EXERCISE INSTRUCTIONS. Everything from the line that contains "Place a marker on every instance of the distant" through the last line of the listing must be copied exactly, with both of those lines included and no others.

----------------------------------------

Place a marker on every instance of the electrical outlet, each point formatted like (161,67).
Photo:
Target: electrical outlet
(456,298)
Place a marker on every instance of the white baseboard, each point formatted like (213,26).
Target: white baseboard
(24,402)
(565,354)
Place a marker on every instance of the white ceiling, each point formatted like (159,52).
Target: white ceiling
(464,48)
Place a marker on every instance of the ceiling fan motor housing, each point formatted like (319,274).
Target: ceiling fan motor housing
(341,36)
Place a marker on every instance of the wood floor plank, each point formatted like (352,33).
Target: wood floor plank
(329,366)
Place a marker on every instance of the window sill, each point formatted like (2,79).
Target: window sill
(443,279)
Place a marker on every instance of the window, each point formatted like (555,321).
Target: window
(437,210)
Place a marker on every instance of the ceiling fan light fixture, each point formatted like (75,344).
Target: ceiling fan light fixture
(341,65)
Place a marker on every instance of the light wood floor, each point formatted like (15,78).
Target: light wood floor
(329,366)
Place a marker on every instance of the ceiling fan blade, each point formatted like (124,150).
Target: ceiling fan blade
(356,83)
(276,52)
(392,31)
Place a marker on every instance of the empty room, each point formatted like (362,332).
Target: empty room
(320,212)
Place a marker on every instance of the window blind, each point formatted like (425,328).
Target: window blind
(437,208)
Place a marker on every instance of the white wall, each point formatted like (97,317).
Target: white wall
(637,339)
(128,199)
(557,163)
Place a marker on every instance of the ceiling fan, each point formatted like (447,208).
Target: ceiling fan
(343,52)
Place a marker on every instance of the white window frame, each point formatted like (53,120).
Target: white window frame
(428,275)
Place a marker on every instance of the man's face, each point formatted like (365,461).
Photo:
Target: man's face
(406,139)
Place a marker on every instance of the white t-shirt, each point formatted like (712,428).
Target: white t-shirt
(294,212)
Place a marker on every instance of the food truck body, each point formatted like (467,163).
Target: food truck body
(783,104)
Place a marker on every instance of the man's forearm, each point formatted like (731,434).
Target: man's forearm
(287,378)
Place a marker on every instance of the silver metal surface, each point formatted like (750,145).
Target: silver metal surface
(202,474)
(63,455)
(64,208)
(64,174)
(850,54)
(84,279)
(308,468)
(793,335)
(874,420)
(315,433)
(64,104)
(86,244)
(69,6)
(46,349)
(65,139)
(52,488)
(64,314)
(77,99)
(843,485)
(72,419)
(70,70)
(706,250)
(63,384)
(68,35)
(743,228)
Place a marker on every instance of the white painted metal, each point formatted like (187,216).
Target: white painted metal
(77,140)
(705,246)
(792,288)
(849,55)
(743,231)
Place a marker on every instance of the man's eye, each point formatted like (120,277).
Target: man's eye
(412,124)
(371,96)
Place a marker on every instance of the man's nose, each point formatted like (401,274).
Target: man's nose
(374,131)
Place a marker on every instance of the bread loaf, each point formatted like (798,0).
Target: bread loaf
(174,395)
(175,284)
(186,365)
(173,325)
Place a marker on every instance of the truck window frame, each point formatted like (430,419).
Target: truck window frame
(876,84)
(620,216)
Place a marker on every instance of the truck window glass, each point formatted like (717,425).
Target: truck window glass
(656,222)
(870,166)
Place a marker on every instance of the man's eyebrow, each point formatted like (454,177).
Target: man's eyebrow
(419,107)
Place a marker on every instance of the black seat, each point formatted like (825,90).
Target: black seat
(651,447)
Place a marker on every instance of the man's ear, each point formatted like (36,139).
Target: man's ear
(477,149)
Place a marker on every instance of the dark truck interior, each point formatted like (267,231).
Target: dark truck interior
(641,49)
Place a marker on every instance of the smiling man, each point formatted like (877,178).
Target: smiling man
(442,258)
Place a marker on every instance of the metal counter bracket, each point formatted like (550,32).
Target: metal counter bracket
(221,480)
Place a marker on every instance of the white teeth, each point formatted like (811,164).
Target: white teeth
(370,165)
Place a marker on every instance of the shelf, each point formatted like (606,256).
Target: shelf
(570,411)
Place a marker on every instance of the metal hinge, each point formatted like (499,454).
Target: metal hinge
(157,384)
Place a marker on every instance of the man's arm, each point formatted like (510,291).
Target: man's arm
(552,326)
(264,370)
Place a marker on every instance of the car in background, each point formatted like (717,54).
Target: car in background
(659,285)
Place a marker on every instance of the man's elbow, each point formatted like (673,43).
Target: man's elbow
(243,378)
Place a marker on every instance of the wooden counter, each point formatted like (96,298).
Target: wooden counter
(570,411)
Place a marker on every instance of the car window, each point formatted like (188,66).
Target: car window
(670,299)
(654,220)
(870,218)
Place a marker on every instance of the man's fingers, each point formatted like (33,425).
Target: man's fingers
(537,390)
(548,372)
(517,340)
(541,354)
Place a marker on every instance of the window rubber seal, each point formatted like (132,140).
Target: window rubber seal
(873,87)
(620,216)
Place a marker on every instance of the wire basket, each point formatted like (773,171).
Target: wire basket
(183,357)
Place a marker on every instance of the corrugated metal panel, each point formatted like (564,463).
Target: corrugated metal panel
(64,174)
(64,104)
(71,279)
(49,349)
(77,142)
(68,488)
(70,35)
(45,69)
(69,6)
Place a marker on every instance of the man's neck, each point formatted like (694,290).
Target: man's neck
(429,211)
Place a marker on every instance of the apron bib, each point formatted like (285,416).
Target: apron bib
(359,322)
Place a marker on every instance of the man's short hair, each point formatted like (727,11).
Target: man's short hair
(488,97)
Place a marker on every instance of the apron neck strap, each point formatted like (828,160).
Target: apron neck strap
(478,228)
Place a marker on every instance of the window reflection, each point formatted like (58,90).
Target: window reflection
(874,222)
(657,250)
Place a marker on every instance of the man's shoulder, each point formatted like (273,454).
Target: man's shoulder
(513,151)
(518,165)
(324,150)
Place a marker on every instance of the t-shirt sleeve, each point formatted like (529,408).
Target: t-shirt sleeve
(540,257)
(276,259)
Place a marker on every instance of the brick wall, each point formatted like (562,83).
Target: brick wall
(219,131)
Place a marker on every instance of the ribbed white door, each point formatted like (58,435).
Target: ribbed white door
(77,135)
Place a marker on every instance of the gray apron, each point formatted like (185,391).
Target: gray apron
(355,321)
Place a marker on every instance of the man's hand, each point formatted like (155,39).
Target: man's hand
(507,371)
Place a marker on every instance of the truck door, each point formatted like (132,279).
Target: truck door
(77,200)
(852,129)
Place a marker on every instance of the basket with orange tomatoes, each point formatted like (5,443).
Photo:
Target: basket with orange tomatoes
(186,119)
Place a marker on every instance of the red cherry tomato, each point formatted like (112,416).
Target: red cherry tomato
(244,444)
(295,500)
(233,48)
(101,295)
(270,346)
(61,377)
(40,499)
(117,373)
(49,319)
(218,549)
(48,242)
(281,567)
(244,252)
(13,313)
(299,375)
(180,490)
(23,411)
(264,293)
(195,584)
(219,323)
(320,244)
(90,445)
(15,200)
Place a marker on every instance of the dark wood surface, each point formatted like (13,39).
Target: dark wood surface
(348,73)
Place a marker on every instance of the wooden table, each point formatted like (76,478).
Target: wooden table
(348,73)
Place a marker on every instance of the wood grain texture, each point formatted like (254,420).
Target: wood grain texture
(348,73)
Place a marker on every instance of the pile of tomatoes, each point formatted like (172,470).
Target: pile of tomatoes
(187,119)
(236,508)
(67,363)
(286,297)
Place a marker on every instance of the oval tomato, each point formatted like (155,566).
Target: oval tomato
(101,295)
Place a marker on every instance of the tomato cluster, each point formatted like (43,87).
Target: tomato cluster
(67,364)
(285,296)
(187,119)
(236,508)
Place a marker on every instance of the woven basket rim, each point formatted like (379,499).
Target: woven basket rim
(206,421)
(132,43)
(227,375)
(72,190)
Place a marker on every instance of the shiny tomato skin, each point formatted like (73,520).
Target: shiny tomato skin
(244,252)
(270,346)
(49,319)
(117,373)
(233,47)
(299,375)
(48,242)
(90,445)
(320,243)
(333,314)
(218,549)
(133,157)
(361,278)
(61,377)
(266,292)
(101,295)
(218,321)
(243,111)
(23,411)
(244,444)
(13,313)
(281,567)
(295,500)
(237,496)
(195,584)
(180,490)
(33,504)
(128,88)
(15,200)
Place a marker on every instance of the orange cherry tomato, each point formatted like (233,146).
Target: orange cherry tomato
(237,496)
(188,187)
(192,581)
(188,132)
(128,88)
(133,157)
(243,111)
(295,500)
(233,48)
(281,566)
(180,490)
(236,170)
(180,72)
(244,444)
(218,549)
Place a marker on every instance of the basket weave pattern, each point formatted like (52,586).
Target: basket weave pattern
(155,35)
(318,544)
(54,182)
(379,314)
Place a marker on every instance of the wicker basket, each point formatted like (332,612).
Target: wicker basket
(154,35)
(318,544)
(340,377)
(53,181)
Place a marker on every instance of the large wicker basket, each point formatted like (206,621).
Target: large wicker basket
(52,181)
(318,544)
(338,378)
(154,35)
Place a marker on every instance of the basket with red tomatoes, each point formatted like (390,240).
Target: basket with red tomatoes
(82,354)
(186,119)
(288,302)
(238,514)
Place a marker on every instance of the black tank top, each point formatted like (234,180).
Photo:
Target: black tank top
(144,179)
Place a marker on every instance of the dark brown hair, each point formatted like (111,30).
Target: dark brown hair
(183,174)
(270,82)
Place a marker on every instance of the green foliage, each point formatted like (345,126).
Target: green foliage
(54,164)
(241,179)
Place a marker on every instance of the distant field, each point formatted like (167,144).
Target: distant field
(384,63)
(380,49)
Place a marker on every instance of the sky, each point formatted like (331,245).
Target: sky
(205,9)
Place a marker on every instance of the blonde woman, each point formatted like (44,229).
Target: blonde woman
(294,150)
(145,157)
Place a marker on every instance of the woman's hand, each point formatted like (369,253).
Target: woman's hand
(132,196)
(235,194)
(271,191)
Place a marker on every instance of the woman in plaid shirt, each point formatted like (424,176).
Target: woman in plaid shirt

----------------------------------------

TASK RESPONSE.
Place a marker on every instance of the distant field, each point formatted like (167,144).
Target: distant field
(384,63)
(380,49)
Place a marker on every instance of the sky, each point formatted like (331,245).
Target: sky
(205,9)
Place a marker on every instance of the blonde woman, each point formatted like (44,229).
Target: blonde woman
(294,150)
(145,157)
Place a marker on every instance of the woman's hand, each point formatted like (369,253).
Target: woman's hand
(132,196)
(235,194)
(271,191)
Place a marker on every instance of the woman in plaid shirt, each point formatted like (424,176).
Target: woman in plaid shirt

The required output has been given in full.